Return every entry below exactly as written, minus the pictures.

**Data provided**
==*==
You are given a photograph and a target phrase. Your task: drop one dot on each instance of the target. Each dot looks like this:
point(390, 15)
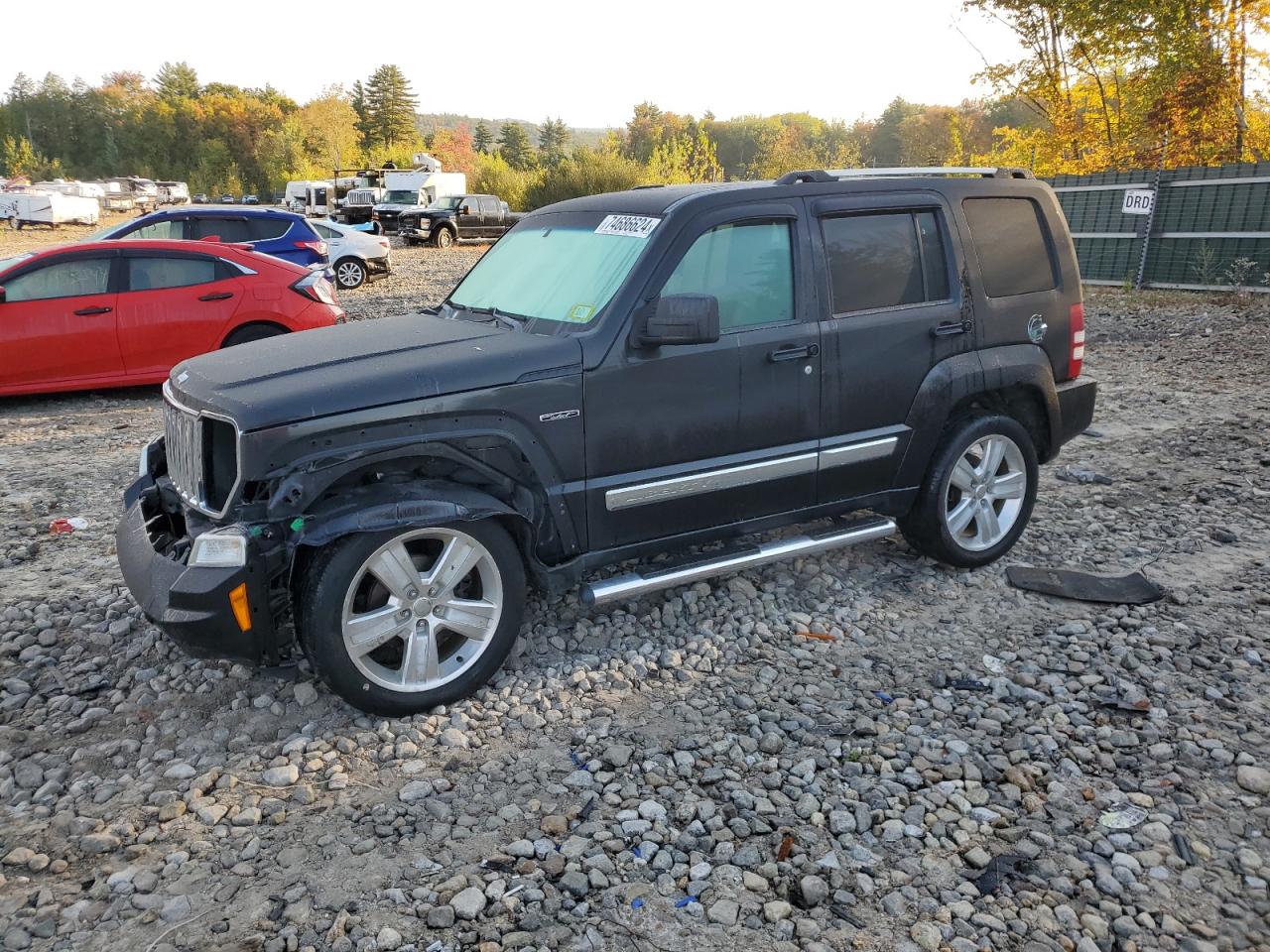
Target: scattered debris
point(1084, 477)
point(1132, 589)
point(997, 871)
point(1124, 817)
point(64, 527)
==*==
**Answer space**
You are given a photograph and a target phrase. Your task: drop one dot on each instance of the target. Each dot looks like this:
point(390, 15)
Target: scattered debris
point(1084, 477)
point(1132, 589)
point(997, 871)
point(1124, 817)
point(64, 527)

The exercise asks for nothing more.